--- START ---

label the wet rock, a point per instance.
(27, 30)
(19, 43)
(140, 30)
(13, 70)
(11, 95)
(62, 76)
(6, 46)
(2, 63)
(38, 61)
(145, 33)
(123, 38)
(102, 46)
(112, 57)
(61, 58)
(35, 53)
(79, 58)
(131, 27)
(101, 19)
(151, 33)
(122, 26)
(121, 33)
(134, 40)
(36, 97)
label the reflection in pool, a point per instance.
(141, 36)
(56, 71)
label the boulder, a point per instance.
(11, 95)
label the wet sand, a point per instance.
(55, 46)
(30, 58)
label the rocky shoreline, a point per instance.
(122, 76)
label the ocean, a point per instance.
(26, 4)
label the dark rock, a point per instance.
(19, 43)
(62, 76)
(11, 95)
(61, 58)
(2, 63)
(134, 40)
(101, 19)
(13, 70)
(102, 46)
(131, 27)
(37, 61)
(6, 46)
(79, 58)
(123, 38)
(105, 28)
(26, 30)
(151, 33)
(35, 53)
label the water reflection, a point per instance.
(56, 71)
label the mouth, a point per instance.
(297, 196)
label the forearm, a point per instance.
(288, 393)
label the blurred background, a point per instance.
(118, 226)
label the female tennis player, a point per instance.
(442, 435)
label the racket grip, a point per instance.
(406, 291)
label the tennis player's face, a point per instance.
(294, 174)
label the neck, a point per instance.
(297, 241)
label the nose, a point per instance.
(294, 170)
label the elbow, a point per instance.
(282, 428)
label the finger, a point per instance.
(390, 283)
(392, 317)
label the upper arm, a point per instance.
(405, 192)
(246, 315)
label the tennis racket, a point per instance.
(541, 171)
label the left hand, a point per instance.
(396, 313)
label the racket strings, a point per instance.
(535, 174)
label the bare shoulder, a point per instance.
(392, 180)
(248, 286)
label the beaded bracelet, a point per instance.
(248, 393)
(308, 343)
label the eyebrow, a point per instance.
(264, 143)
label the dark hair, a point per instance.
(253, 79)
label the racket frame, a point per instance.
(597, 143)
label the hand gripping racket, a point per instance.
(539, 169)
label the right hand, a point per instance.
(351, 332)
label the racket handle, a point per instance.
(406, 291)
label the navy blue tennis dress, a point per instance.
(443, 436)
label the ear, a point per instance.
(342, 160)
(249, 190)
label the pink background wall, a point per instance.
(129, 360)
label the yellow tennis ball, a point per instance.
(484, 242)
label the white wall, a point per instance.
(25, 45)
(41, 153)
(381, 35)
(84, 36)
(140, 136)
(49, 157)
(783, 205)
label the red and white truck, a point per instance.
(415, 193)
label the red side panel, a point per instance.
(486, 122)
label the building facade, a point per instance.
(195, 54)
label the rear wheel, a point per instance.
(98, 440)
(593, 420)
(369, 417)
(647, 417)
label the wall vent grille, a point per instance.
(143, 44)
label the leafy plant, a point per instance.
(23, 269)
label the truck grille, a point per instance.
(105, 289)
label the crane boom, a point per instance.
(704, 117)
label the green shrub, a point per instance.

--- END ---

[What you should do]
Make an exact copy of every line in the data.

[Answer box]
label the wet rock, a point per instance.
(27, 30)
(19, 43)
(140, 30)
(13, 70)
(11, 95)
(62, 76)
(6, 46)
(2, 63)
(38, 61)
(145, 33)
(123, 38)
(102, 46)
(112, 57)
(61, 58)
(35, 53)
(79, 58)
(131, 27)
(101, 19)
(151, 33)
(122, 26)
(121, 33)
(134, 40)
(36, 97)
label the reflection in pool, a point per instance.
(141, 36)
(56, 71)
label the boulder, a point per instance.
(11, 95)
label the wet sand, a point per instance.
(55, 46)
(30, 58)
label the rocky shoreline, a point per instance.
(122, 76)
label the ocean, a point per instance.
(26, 4)
label the dark rock, a point per instance.
(19, 43)
(62, 76)
(11, 95)
(61, 58)
(2, 63)
(134, 40)
(101, 19)
(13, 70)
(102, 46)
(131, 27)
(37, 61)
(6, 46)
(79, 58)
(123, 38)
(105, 28)
(26, 30)
(151, 33)
(35, 53)
label the water reflection, a point per instance.
(56, 71)
label the mouth, a point per instance.
(297, 196)
label the forearm, a point per instance.
(288, 393)
label the blurred background, a point per instance.
(118, 226)
label the female tennis player, a point per instance.
(442, 435)
label the racket grip, a point per instance.
(406, 291)
label the tennis player's face, a point per instance.
(294, 174)
label the neck, a point per instance.
(297, 241)
label the nose, a point per instance.
(294, 170)
label the elbow, a point per instance.
(282, 428)
label the finger, a point per instance.
(390, 283)
(392, 317)
label the upper arm, a point per instance.
(405, 192)
(246, 315)
label the tennis racket, a point per instance.
(541, 171)
label the left hand, a point per instance.
(396, 313)
label the racket strings, a point per instance.
(535, 174)
label the bare shoulder, a point per instance.
(392, 180)
(248, 286)
label the beaded bracelet, a point per instance.
(248, 393)
(308, 343)
label the eyebrow, a point per instance.
(264, 143)
label the dark hair, a point per instance.
(253, 79)
label the racket frame, a point per instance.
(597, 143)
label the hand gripping racket, a point per instance.
(539, 169)
label the right hand, a point per instance.
(351, 332)
label the racket handle, a point per instance.
(406, 291)
label the navy blue tennis dress, a point per instance.
(443, 436)
label the ear, a point per instance.
(342, 160)
(249, 190)
label the pink background wall, a point per instance.
(129, 360)
label the yellow tennis ball, a point per instance.
(484, 242)
label the white wall, a point per instance.
(25, 45)
(41, 153)
(381, 35)
(84, 36)
(140, 136)
(49, 157)
(783, 205)
label the red and white truck, a point per instance.
(415, 193)
label the red side panel, a point per instance.
(486, 122)
label the building facade, a point per instance.
(195, 54)
label the rear wheel, a point per instance.
(98, 440)
(593, 420)
(369, 417)
(647, 417)
label the wall vent grille, a point per instance.
(143, 44)
label the leafy plant, a point per instance.
(23, 269)
label the truck grille, a point per instance.
(105, 289)
label the crane boom, a point per instance.
(704, 117)
label the green shrub, a point per instance.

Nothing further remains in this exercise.